**ASSIGNMENT**
Nothing should differ between your answer and the records below.

Start of TASK INPUTS

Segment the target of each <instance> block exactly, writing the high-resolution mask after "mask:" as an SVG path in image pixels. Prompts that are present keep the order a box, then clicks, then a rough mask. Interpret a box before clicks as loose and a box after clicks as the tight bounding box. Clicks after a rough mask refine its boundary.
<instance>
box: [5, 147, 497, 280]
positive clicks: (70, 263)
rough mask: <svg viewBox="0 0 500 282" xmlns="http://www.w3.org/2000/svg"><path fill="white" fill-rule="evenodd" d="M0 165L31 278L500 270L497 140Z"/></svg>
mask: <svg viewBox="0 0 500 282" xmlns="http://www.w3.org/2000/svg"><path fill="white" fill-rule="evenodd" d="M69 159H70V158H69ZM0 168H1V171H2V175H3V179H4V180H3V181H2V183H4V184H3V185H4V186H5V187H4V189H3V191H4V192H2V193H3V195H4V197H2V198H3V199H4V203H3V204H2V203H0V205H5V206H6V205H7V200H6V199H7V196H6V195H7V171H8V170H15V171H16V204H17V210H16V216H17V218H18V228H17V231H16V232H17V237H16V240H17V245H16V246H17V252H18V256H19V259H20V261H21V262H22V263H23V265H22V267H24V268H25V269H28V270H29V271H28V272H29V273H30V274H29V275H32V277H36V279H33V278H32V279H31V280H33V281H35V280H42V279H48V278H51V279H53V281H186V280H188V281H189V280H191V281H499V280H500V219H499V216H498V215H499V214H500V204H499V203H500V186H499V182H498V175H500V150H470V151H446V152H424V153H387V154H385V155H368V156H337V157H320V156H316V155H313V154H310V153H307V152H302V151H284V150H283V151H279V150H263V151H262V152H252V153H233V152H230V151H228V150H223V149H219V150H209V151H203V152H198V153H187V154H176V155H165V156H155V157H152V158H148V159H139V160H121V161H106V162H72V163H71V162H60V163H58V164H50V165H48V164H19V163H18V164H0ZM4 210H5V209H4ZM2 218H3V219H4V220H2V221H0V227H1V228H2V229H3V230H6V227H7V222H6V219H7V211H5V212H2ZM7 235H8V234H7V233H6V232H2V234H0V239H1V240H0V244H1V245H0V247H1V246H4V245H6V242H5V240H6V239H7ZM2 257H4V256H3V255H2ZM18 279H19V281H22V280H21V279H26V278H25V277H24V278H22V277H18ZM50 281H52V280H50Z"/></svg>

End of TASK INPUTS

**COMPLETED EXERCISE**
Segment the target of each <instance> block exactly, writing the high-resolution mask after "mask:" as an SVG path in image pixels. Prompts that are present keep the order a box, then clicks, then a rough mask. Interpret a box before clicks as loose and a box after clicks as the tight bounding box. Clicks after a rough mask refine its boundary.
<instance>
box: [5, 147, 497, 280]
positive clicks: (70, 263)
rough mask: <svg viewBox="0 0 500 282" xmlns="http://www.w3.org/2000/svg"><path fill="white" fill-rule="evenodd" d="M0 165L31 278L500 270L497 140Z"/></svg>
mask: <svg viewBox="0 0 500 282" xmlns="http://www.w3.org/2000/svg"><path fill="white" fill-rule="evenodd" d="M69 159H70V158H69ZM0 168H1V171H2V175H3V179H4V180H3V181H2V183H4V184H3V185H4V186H5V187H4V189H3V191H4V192H2V193H3V195H4V197H2V198H3V199H4V203H3V204H2V203H0V205H5V206H6V205H7V200H6V199H7V196H6V195H7V171H8V170H15V171H16V204H17V210H16V216H17V218H18V228H17V231H16V232H17V237H16V240H17V245H16V246H17V252H18V256H19V259H20V261H21V262H22V263H23V265H22V267H24V268H25V269H28V270H29V271H28V272H29V273H30V274H29V275H32V277H36V279H33V278H32V279H31V280H33V281H35V280H42V279H48V278H51V279H53V281H186V280H188V281H189V280H191V281H499V280H500V219H499V216H498V215H499V214H500V204H499V203H500V186H499V182H498V175H500V150H470V151H446V152H424V153H387V154H385V155H368V156H337V157H320V156H316V155H313V154H310V153H307V152H302V151H284V150H283V151H279V150H263V151H262V152H252V153H233V152H230V151H228V150H223V149H219V150H209V151H203V152H198V153H187V154H176V155H165V156H155V157H152V158H148V159H139V160H121V161H106V162H72V163H71V162H60V163H58V164H50V165H48V164H19V163H18V164H0ZM4 210H5V209H4ZM2 218H3V219H4V220H2V221H0V227H1V228H2V229H3V230H6V227H7V222H6V219H7V211H5V212H2ZM7 235H8V234H7V233H6V232H2V234H0V239H1V240H0V244H1V245H0V247H1V246H4V245H6V242H5V240H6V239H7ZM2 257H4V256H3V255H2ZM18 279H19V281H22V280H21V279H26V278H25V277H24V278H22V277H18ZM50 281H52V280H50Z"/></svg>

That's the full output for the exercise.